GIVEN PROBLEM: Revise the lines from the one containing "of the white" through the end of the records, replacing "thickest part" with "widest part" and leaving all else unchanged.

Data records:

—————

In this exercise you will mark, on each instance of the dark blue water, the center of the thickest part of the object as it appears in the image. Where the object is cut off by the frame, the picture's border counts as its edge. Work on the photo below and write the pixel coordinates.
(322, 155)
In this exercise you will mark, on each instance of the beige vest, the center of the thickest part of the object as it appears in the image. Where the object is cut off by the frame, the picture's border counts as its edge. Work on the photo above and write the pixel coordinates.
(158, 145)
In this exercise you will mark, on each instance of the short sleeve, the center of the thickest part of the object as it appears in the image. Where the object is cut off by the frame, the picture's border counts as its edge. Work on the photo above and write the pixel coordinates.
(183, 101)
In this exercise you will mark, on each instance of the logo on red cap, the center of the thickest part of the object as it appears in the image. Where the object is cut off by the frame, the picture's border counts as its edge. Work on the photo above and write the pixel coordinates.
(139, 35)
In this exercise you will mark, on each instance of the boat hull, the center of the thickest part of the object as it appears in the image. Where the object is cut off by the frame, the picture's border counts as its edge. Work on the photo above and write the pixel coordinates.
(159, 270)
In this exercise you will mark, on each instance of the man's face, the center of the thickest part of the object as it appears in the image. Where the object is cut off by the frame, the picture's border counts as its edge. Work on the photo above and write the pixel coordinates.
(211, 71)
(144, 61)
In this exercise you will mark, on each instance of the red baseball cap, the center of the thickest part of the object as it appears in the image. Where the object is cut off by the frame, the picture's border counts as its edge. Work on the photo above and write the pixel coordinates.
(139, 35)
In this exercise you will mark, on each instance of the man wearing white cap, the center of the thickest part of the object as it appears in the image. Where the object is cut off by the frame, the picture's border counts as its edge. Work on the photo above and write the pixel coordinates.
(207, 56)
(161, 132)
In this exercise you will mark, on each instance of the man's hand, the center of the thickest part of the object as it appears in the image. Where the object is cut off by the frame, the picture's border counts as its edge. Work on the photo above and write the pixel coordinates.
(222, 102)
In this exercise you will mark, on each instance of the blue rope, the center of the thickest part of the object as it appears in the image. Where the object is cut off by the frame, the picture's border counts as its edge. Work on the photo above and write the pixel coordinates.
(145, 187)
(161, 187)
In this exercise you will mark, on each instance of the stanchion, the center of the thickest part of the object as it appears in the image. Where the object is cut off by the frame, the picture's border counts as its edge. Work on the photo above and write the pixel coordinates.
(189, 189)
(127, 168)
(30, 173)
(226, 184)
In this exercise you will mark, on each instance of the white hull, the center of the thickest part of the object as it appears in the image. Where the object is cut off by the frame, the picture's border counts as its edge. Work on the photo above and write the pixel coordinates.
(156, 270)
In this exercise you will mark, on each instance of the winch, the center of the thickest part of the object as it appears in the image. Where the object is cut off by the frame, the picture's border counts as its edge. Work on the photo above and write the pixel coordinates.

—————

WRITTEN ANSWER:
In this exercise you will mark, on each instance of the white hull, the center of the widest part of the object as it appears in the image. Where the object is cut off by the frame, the picture's border counts as its edge. Work on the photo above and write the pixel coordinates.
(156, 270)
In this exercise you will mark, on each instance of the winch, the center of the widest part of the object as it appears in the image. Where the object is cut off by the frame, the picture's border counts as its edge. Work on the photo above and write the pixel coordinates.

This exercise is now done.